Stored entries
--- START ---

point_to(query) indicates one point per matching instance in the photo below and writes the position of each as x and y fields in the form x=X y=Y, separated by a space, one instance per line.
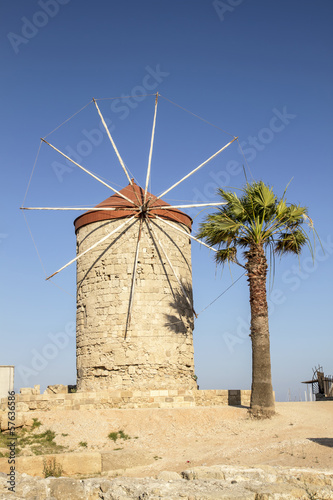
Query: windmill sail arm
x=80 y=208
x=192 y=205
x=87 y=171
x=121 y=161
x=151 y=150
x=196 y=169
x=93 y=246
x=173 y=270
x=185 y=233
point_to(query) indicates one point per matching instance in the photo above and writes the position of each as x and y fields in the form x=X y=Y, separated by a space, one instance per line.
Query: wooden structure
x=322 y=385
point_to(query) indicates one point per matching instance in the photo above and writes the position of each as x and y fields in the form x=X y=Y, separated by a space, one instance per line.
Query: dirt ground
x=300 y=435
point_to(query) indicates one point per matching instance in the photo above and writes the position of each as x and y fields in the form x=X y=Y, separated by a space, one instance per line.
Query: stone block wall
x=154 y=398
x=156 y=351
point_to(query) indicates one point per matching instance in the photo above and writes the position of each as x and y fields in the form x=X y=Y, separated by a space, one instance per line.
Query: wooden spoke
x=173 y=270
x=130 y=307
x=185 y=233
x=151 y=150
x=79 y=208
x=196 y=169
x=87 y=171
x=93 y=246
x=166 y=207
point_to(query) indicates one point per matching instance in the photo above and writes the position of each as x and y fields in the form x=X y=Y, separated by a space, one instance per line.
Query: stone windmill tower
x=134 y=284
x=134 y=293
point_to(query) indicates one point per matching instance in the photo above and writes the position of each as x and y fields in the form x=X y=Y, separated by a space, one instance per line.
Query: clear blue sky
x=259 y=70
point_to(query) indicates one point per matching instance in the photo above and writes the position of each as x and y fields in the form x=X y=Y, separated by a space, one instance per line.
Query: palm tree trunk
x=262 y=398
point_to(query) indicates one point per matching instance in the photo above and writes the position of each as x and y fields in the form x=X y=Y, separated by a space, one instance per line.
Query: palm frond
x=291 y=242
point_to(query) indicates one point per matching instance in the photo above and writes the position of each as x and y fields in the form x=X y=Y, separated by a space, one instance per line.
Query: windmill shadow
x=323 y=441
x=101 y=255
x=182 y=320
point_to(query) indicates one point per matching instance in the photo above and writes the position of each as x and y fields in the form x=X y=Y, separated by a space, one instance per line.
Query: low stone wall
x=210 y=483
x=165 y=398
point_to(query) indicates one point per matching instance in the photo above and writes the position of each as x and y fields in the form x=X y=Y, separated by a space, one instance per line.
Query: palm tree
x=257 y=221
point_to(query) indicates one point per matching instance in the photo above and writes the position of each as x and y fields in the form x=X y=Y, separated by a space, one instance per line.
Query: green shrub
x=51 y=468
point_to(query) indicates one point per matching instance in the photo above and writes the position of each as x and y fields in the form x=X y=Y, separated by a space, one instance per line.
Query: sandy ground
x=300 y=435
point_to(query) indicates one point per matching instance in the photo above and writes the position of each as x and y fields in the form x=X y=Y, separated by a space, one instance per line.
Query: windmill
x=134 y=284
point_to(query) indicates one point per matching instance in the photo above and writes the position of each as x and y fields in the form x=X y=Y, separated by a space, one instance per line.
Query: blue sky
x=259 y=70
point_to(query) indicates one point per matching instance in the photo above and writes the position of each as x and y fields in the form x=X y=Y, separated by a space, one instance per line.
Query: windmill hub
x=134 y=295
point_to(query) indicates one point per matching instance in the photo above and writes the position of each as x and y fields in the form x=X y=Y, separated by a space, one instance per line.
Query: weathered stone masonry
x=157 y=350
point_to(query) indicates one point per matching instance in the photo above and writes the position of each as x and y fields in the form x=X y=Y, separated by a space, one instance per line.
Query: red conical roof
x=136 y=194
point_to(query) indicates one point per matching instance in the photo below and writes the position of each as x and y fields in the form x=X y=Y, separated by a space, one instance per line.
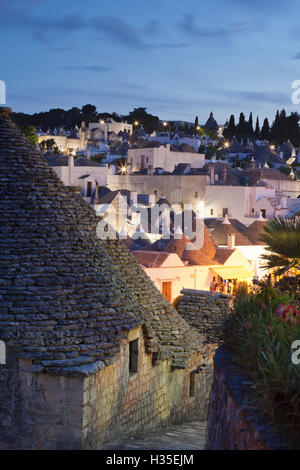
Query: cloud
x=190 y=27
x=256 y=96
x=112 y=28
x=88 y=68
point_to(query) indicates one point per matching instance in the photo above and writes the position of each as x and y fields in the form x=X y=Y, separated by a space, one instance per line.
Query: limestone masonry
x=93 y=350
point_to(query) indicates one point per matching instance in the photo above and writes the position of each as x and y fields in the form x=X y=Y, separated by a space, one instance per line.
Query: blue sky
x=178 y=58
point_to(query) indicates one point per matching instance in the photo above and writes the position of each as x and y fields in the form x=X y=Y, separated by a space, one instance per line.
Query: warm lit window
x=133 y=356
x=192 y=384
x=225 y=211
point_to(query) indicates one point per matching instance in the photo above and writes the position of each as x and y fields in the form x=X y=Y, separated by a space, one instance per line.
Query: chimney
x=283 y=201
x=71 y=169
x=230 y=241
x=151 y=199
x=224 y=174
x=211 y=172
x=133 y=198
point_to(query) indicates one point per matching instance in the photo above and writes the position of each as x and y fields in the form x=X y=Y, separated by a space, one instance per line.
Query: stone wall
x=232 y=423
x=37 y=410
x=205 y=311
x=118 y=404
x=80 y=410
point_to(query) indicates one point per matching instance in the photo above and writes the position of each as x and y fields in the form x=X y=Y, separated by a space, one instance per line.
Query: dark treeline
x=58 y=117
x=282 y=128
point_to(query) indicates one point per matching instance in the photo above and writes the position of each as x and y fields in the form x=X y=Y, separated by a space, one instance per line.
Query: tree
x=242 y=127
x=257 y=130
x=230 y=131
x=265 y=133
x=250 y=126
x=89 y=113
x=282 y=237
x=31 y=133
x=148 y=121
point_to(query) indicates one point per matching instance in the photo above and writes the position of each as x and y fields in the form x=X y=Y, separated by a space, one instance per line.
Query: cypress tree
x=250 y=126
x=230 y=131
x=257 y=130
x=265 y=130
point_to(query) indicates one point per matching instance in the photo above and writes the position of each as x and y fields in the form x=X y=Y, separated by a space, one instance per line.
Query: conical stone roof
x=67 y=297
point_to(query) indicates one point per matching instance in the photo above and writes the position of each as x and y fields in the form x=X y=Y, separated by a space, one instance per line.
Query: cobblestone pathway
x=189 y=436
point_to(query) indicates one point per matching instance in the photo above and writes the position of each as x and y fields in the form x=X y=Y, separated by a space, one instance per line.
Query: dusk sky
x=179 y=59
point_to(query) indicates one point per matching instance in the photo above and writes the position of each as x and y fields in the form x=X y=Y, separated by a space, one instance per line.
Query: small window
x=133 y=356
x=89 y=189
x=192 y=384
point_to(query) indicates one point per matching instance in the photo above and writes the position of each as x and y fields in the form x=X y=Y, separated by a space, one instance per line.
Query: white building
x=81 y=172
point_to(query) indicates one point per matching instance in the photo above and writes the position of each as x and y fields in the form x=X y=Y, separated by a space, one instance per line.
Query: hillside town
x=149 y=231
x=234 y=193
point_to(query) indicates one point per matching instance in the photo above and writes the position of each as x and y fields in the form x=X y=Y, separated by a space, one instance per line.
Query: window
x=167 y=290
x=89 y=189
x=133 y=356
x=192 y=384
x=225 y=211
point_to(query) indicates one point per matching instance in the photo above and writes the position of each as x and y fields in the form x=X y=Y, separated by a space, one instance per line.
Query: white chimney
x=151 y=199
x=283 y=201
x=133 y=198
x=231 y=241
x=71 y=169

--- END ---

What you will do
Every entry is to be transcribed exactly, but the pictures are to be left out.

Answer area
point_to(query) indicates one point per matching instance in the photo below and writes the position of each as x and y fields in the form x=X y=Y, separated by a space, one instance per line.
Query: windmill sail arm
x=80 y=208
x=192 y=205
x=87 y=171
x=121 y=161
x=151 y=150
x=196 y=169
x=93 y=246
x=173 y=270
x=185 y=233
point_to(query) indicates one point per matching instance in the photo above and writes the position of each as x and y fields in the form x=X y=Y, separated by a space, one instance per line.
Query: wooden structure
x=322 y=385
point_to(query) indicates one point per matching instance in the photo above and writes the position of each as x and y fields in the form x=X y=Y, separated by a space, one instance per line.
Query: dirt ground
x=300 y=435
point_to(query) indicates one point per matching instance in the photo above and writes the position of each as x and y fields in the form x=X y=Y, separated by a space, one instance per line.
Query: stone block wall
x=154 y=398
x=156 y=351
point_to(query) indicates one point per matching instance in the photo above and writes the position of each as x and y fields in the form x=X y=Y, separated by a space, one instance per line.
Query: wooden spoke
x=173 y=270
x=130 y=307
x=185 y=233
x=151 y=150
x=79 y=208
x=196 y=169
x=87 y=171
x=93 y=246
x=166 y=207
point_to(query) indicates one point per matching instance in the photo above and writes the position of each as x and y fields in the form x=X y=Y, separated by a space, one instance per line.
Query: stone windmill tower
x=134 y=284
x=134 y=293
point_to(query) indicates one point per matching instance in the photo above and writes the position of each as x and y fields in the form x=X y=Y, separated by a space, one instance per line.
Query: clear blue sky
x=259 y=70
point_to(query) indicates one point per matching instance in the photo above and writes the position of each as x and y fields in the form x=X y=Y, separated by a space, one instance per line.
Query: palm tree trunk
x=262 y=398
point_to(query) indicates one point per matching instance in the photo above and writes the position of each as x and y fields in the form x=X y=Y, separated by a space, one instance per line.
Query: palm frond
x=291 y=242
point_to(query) indicates one point per matching instance in the photo above and writes the position of each as x and y fields in the form x=X y=Y, separated by a space, one instance per line.
Query: windmill shadow
x=323 y=441
x=101 y=255
x=182 y=320
point_to(query) indicates one point per matching instance in the photo above and writes the position of each as x and y fields in the form x=X y=Y, separated by a space, one instance per line.
Query: low stone wall
x=210 y=483
x=165 y=398
point_to(query) indicates one point per matching instance in the photo above and writes the position of each as x and y fields in the form x=X y=Y, separated by a space, one instance per line.
Query: palm tree
x=257 y=221
point_to(query) indicates one point per matching instance in the photo above and writes the position of each as x and y fields in the form x=X y=Y, separated by a space, one instance per line.
Query: green shrub
x=51 y=468
point_to(query) indicates one point per matching instance in the photo above and writes the position of each as x and y fields in the form x=X y=Y, separated by a space, one instance per line.
Query: sandy ground
x=300 y=435
point_to(query) indicates one point per matching instance in the photo above and writes the position of each as x and y fields in the form x=X y=Y, separated by a space, one instance per line.
Query: windmill
x=134 y=284
point_to(query) indicates one point per matching instance in the photo above and writes the position of each as x and y fields in the form x=X y=Y, separated by a space, one instance per line.
Query: blue sky
x=259 y=70
point_to(query) indicates one point per matching instance in the photo above and writes the position of each as x and y fields in the form x=X y=Y, separated by a space, one instance per line.
Query: windmill hub
x=134 y=295
point_to(query) indicates one point per matching instance in the photo above and writes the position of each as x and y fields in the form x=X y=Y, separated by a space, one instance per line.
Query: weathered stone masonry
x=157 y=350
point_to(query) indicates one point per matching instance in the photo above and writes the position of each as x and y fields in the form x=X y=Y, separated by a space, one instance per line.
Query: red conical roof
x=136 y=194
point_to(query) indicates one point per matching instance in the photo below and writes the position of each as x and y fields in the form x=X y=Y, separated by a space, one instance per line.
Query: cloud
x=190 y=27
x=256 y=96
x=112 y=28
x=88 y=68
point_to(query) indicates one point per matching instance in the photo above and writes the position of each as x and y fields in the form x=X y=Y, separated by a space, one instance per line.
Query: limestone masonry
x=93 y=350
point_to(query) indicates one point per matching instance in the photo above and writes the position of each as x and y fields in the form x=X y=Y, separated by a space, one instance per line.
Query: blue sky
x=178 y=58
point_to(query) indicates one point per matching instance in the photo above and writes the position of each as x and y fields in the form x=X y=Y, separated by a space, one instance per line.
Query: warm lit window
x=133 y=356
x=192 y=384
x=225 y=211
point_to(query) indicates one point per matching instance in the photo above and writes the position of each as x and y fields in the form x=X y=Y, separated by a space, one instance per line.
Query: chimney
x=283 y=201
x=71 y=169
x=230 y=241
x=151 y=199
x=224 y=174
x=211 y=172
x=133 y=198
point_to(query) indicates one point per matching instance in the photo above and writes the position of each as x and y fields in the form x=X y=Y, separated by a space, one instance per line.
Query: stone wall
x=232 y=423
x=37 y=410
x=205 y=311
x=118 y=404
x=80 y=410
point_to(query) indicates one point per matching instance in the photo above and writes the position of each as x and y fields in the form x=X y=Y, separated by a space, one instance per line.
Query: dark treeline
x=58 y=117
x=282 y=128
point_to(query) indicates one point per matching instance in the photo above and writes the position of each as x and y fields in the form x=X y=Y, separated by a space, one instance per line.
Query: tree
x=242 y=127
x=257 y=130
x=230 y=131
x=265 y=133
x=250 y=126
x=89 y=113
x=282 y=237
x=31 y=133
x=148 y=121
point_to(query) indicates one point per matching instance in the photo above and writes the position of each as x and y fields in the form x=X y=Y, separated by a space, one instance per line.
Query: cypress tree
x=250 y=126
x=230 y=131
x=257 y=130
x=265 y=130
point_to(query) indicates one point per matching instance in the photo above and writes the position of each as x and y fields in the form x=X y=Y, separated by a space, one instance per line.
Query: conical stone roof
x=67 y=297
point_to(query) indicates one point per matching instance in the photo above and writes the position of each as x and y fields in the form x=X y=Y, separated by a space, one instance per line.
Query: cobblestone pathway
x=189 y=436
point_to(query) indicates one point per matching instance in the photo above and writes the position of each as x and y fields in the form x=X y=Y, separated by a space, one instance per line.
Query: dusk sky
x=179 y=59
point_to(query) indicates one point per matching instance in the photo above and writes the position of each as x and y fields in the form x=X y=Y, separated by a space, one instance per line.
Query: small window
x=133 y=356
x=89 y=189
x=192 y=384
point_to(query) indicates one point per matching instance in the photo above and writes the position of each as x and y fields in the form x=X y=Y, separated by a space, one instance per line.
Query: white building
x=81 y=172
point_to(query) indicates one point per matching instance in the photo above and writes the position of each as x and y fields in the form x=X y=Y, separated by a space, one instance per line.
Query: hillside town
x=149 y=231
x=234 y=193
point_to(query) indicates one point per matching instance in the photo above and writes the position of each as x and y fields in the form x=X y=Y, separated by a space, one instance per line.
Query: window
x=167 y=290
x=89 y=189
x=133 y=356
x=192 y=384
x=225 y=211
point_to(query) indicates one point per matching instance in the photo above and writes the position of each as x and y fields in the form x=X y=Y, separated by a space, one instance per line.
Query: white chimney
x=151 y=199
x=283 y=201
x=133 y=198
x=231 y=241
x=71 y=169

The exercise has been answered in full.